REQUEST: Copy all of the records below word for word, with nothing changed.
□ □ □ □ □
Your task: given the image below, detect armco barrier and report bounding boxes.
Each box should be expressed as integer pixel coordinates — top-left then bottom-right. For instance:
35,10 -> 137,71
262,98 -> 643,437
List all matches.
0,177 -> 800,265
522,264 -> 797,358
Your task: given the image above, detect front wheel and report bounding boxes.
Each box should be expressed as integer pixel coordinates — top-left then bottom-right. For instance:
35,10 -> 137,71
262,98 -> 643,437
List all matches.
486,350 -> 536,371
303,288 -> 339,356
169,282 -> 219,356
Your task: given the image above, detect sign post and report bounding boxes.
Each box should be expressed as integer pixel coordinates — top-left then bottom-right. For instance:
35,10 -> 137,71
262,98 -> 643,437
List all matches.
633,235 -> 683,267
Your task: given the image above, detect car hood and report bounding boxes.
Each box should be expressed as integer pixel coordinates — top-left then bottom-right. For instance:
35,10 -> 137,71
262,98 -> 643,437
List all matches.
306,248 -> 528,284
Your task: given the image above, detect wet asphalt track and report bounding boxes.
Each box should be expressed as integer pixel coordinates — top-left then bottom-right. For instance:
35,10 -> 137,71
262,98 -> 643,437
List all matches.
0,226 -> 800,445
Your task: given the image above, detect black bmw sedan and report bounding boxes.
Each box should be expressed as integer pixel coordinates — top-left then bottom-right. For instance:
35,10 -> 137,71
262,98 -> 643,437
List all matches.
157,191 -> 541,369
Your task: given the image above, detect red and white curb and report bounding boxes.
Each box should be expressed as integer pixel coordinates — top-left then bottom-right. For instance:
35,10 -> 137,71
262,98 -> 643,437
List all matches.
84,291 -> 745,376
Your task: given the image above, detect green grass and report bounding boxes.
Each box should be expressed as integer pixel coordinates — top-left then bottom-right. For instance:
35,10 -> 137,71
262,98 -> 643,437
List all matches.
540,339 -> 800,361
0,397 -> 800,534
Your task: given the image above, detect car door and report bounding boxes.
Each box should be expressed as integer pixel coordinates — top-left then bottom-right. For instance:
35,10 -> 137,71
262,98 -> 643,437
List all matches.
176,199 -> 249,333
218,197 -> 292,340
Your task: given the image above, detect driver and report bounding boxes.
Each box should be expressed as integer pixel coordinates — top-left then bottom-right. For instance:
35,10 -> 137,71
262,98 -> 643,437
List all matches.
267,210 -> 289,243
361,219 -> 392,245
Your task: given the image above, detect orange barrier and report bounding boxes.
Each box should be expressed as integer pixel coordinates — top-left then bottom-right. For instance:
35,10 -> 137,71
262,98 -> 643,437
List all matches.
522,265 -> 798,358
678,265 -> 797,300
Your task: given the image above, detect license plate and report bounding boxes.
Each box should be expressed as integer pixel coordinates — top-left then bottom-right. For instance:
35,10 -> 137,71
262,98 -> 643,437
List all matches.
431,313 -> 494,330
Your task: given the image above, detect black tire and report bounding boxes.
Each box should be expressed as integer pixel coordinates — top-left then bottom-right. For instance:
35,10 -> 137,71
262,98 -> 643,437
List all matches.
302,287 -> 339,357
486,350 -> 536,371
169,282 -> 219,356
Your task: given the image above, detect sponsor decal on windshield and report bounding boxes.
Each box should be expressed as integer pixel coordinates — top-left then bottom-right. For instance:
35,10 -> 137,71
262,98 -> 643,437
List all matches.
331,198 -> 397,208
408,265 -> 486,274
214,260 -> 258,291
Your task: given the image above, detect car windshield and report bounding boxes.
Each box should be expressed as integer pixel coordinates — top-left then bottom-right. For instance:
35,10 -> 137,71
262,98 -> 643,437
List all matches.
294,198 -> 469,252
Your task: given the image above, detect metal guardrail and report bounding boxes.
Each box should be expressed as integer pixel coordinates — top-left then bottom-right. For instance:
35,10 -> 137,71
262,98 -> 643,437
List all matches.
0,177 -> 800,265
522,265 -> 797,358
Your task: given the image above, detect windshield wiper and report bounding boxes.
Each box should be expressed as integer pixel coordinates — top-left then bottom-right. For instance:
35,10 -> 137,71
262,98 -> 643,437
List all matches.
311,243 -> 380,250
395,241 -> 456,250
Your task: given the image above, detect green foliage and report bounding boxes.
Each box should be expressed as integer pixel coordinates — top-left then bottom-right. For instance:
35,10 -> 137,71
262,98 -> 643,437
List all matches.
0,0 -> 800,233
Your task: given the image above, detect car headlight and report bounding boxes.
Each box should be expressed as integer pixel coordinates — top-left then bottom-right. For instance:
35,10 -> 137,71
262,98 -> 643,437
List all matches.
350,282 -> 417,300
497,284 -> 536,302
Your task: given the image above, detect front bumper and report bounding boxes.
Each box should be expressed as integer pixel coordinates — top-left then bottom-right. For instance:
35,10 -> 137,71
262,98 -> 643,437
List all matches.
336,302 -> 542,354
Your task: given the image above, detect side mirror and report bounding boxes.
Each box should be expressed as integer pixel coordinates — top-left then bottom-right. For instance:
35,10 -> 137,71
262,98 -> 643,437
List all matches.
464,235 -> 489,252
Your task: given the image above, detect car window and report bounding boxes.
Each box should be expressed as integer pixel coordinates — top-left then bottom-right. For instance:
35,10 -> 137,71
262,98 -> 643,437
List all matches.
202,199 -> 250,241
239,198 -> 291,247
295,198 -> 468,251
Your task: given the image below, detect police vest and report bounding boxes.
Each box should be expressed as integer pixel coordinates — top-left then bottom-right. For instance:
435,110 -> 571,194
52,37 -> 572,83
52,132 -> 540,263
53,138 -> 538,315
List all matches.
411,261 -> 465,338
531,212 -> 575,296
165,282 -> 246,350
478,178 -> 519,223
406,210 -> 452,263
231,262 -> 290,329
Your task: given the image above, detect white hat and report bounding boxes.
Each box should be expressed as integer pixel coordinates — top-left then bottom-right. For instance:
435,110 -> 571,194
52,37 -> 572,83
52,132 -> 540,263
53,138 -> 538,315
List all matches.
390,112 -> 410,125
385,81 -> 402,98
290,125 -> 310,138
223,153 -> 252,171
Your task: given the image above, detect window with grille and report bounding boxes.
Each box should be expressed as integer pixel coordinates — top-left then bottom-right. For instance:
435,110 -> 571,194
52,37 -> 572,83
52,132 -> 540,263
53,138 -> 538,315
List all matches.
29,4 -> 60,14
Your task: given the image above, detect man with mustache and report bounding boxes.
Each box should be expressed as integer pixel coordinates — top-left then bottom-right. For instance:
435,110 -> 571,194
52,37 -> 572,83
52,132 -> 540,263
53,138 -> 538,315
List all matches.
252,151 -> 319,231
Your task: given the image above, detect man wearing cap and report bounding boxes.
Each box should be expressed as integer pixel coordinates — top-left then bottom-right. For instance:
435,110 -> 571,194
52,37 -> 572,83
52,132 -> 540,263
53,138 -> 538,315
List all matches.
□ □ □ □ □
ANSWER TO THE PROBLEM:
Your task: given the image below, detect armco barrier and report bounding boxes.
Each box should be expressed as integer pixel coordinates — top-left then bottom-right. For instance:
35,10 -> 137,71
262,98 -> 643,437
List all matches.
0,177 -> 800,265
522,264 -> 797,358
Your task: given the image above, detect front wheel and report bounding boxes.
Each box should be expressed as integer pixel coordinates — top-left then bottom-right. For instance:
35,10 -> 137,71
262,98 -> 643,437
List all matches.
486,350 -> 536,371
303,288 -> 339,356
169,282 -> 219,356
Your task: given the image above, detect sign post and report bounding boxes.
Each box should be expressed as integer pixel coordinates — top-left then bottom-right. For instance:
35,10 -> 137,71
262,98 -> 643,437
List all matches.
633,235 -> 683,267
Your task: given the image above, detect car hood and report bounding boxes.
Each box should be expressed as integer pixel coordinates — top-left then bottom-right. For instance:
35,10 -> 137,71
262,98 -> 643,437
List all matches.
306,248 -> 528,284
Your task: given the image above, detect wet asphalt track and report bounding boxes.
Each box should be expressed as integer pixel coordinates — top-left then bottom-right. For instance:
35,10 -> 137,71
262,98 -> 643,437
List all matches.
0,226 -> 800,445
Your task: given the image above, detect black bmw sedan and report bounding boxes.
Each box should be expressed as integer pixel coordinates — top-left then bottom-right. For instance:
35,10 -> 137,71
262,98 -> 643,437
List all matches.
157,191 -> 541,369
Your task: given the image above, detect red and white curb and report bounding boxes.
Each box should be expressed as integer pixel coordinates — top-left then bottom-right. For instance:
35,10 -> 137,71
262,98 -> 643,437
List all matches.
84,291 -> 745,376
Your task: given the image above, detect green grass and report bounding boxes.
Each box should be expressed as integer pixel coordinates — top-left then bottom-right. For instance:
35,10 -> 137,71
262,98 -> 643,437
List all matches.
540,339 -> 800,361
0,397 -> 800,534
Your task: given the image above, detect car door and report bounding boxes.
Each box should be expressed as integer pixel coordinates — top-left then bottom-right. For instance:
35,10 -> 137,71
262,98 -> 643,437
List all matches.
176,199 -> 249,333
218,197 -> 292,340
Your task: given the image above, detect driver and report bounding boxes.
Each box should be expressed as integer pixel coordinates — top-left then bottom-right. For instance:
35,10 -> 137,71
262,98 -> 643,437
List all matches.
267,210 -> 289,243
361,219 -> 392,245
Your task: given the image above, detect orange barrier and report bounding boxes.
Each box should be expressed as integer pixel coordinates — top-left then bottom-right. For instance:
35,10 -> 137,71
262,98 -> 643,437
List all matches.
522,265 -> 798,358
678,265 -> 797,300
Your task: given the image above, detect license plate and report bounding boxes.
Each box should be expressed as integer pixel coordinates — top-left then bottom-right. For instance:
35,10 -> 137,71
262,98 -> 643,437
List all matches.
431,313 -> 494,330
Your task: given the image above, detect black tire and report bounding boxes.
Each box should be expressed as integer pixel coordinates — top-left then bottom-right. For instance:
35,10 -> 137,71
262,98 -> 643,437
List all matches.
302,287 -> 339,357
486,350 -> 536,371
169,282 -> 219,356
Your task: given the image above, detect sponsor decal on windshield and report bounding boxes.
Each box should be expressed as integer pixel coordinates — top-left then bottom-right. For instance:
35,10 -> 137,71
262,98 -> 643,437
List all matches.
331,198 -> 397,208
408,265 -> 486,274
214,260 -> 258,291
Your task: given the image above, detect car windshield and report bounding boxes.
Each box should be expressed as integer pixel coordinates — top-left then bottom-right. For instance:
35,10 -> 137,71
262,98 -> 643,437
List all matches.
294,198 -> 469,252
Your task: given the image above, detect metal guardrail and report bounding boxes.
Each box should be expressed as integer pixel coordinates — top-left then bottom-right. For instance:
35,10 -> 137,71
262,98 -> 643,437
List all matches.
0,177 -> 800,265
522,265 -> 797,358
Your task: given the image above, detect windshield wiper and report bounding boxes.
Each box should be expressed as integer pixel coordinates — top-left then bottom-right. For instance:
35,10 -> 137,71
262,98 -> 643,437
List all matches.
311,243 -> 380,250
395,241 -> 456,250
Your task: given the image above, detect green foliage and report bounding boxes.
Each box should be expressed as integer pixel coordinates — top-left then bottom-right. For instance:
35,10 -> 137,71
262,98 -> 643,437
List all matches.
0,0 -> 800,233
Your task: given the image above, detect car headlight and report bounding boxes.
Each box should be expressed as integer pixel coordinates — top-left then bottom-right. For instance:
35,10 -> 137,71
262,98 -> 643,437
List all matches.
350,282 -> 417,300
497,284 -> 536,302
Your task: given the image above, detect front bumper and report bounding boxes.
Each box should be expressed as integer pixel coordinates — top-left then bottom-right. For instance:
35,10 -> 137,71
262,98 -> 643,437
List all matches.
336,302 -> 542,354
Your task: given the image above, detect side mirror and report bounding boxes.
Each box should be expressed as integer pixel coordinates — top-left then bottom-right. For instance:
35,10 -> 137,71
262,98 -> 643,437
List all matches.
464,235 -> 489,252
Your task: given the image above, detect car window and report bounding boxes.
Each box should be expressed as integer pixel coordinates — top-left then bottom-right. For instance:
35,10 -> 137,71
262,98 -> 643,437
List all matches.
202,199 -> 250,241
239,198 -> 291,247
295,198 -> 468,251
Your task: given the image below, detect police vest and report bounding boxes.
Each box should be expressed as integer pixel coordinates — top-left then bottom-right. For instance:
435,110 -> 571,194
52,37 -> 572,83
52,132 -> 540,263
53,138 -> 538,315
List all matches.
411,261 -> 465,338
531,212 -> 575,296
165,282 -> 246,350
478,178 -> 519,223
406,210 -> 452,263
231,262 -> 290,329
Your task: given the image above, detect white hat and report bounding boxes.
Each box should be expressed as integer pixel coordinates — top-left then bottom-right. For instance:
435,110 -> 571,194
52,37 -> 572,83
52,132 -> 540,263
53,138 -> 538,315
List all matches.
390,112 -> 410,125
385,81 -> 402,98
290,125 -> 310,138
223,153 -> 252,171
Your task: given the image above, detect window with grille and report bounding boxes.
Each box should be expressed as integer pixel coordinates — top-left then bottom-right. For instance:
435,110 -> 571,194
52,37 -> 572,83
52,132 -> 540,263
53,138 -> 538,315
List all matches.
29,4 -> 60,14
Your task: given the image above, detect man with mustache and report bounding boxes.
Each box should be expressed as integer pixel coordinates — top-left then bottom-right. For instance:
435,110 -> 571,194
52,37 -> 572,83
52,132 -> 540,263
53,138 -> 538,315
List all matches.
252,151 -> 319,231
Your task: given the image above, detect man wearing cap and report bounding boxes.
Each box should be expressed as integer pixel coordinates — top-left then bottom-right. For instance:
435,110 -> 571,194
52,37 -> 572,83
52,132 -> 540,263
53,138 -> 538,315
List all matches.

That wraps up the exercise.